▶ [MATERIAL FOR THIS EXERCISE]

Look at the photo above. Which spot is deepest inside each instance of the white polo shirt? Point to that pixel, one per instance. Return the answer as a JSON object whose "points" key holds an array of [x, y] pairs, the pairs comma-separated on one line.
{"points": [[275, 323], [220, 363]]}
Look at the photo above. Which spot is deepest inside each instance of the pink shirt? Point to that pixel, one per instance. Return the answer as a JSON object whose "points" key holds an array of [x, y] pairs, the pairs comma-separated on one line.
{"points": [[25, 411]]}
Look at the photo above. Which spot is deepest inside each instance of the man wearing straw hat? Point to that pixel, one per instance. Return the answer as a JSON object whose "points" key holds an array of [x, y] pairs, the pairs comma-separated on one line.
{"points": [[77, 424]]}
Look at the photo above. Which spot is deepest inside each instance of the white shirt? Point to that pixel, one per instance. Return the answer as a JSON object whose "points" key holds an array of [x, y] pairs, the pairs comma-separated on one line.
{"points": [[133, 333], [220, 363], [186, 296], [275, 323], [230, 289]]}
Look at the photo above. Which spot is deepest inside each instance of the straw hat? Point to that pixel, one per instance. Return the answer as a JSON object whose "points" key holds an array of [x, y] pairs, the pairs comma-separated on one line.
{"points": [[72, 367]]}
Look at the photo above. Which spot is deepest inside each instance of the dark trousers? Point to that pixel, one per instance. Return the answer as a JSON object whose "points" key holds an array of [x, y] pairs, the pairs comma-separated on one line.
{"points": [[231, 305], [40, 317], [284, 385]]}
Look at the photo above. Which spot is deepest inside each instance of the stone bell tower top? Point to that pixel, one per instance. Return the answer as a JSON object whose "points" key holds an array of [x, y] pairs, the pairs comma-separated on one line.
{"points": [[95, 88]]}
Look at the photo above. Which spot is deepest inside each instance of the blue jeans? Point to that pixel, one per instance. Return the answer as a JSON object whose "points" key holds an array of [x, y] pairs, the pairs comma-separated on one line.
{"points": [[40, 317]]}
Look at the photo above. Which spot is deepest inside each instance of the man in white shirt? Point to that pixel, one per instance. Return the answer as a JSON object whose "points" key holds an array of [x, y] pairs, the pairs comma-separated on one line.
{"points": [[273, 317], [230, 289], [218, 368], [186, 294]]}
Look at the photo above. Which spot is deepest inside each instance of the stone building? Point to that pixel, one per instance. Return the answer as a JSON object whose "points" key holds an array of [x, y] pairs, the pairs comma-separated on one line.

* * *

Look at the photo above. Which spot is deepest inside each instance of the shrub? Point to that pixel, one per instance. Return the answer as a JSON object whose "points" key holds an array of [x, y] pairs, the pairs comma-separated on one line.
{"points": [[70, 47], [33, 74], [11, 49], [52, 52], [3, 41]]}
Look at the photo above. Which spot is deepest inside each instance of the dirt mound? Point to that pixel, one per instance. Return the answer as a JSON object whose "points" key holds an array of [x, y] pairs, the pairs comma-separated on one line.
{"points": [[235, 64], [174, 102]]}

▶ [SHORT TASK]
From the line holding "man in white" through the line holding "the stone building?" in the material above, inclusive, rewrite those lines with "JSON object" replaced by "JSON dictionary" and nothing else altered.

▶ [RIGHT ANSWER]
Look at the photo above. Which spot is deepest inside each instance of the man in white shirt? Point to that pixel, one per instance. Return the answer as a JSON dictionary whose "points" key holds an array of [x, y] pairs, the pairs comma-separated on one line.
{"points": [[273, 317], [230, 289], [218, 368], [186, 294]]}
Look at the photo above. Which spot is deepest inside each instance of the stone building? Point to that pixel, one per instance. Return the answer as a JSON dictionary whose "points" key holds an array of [x, y] pairs, the pairs comma-separated on one line.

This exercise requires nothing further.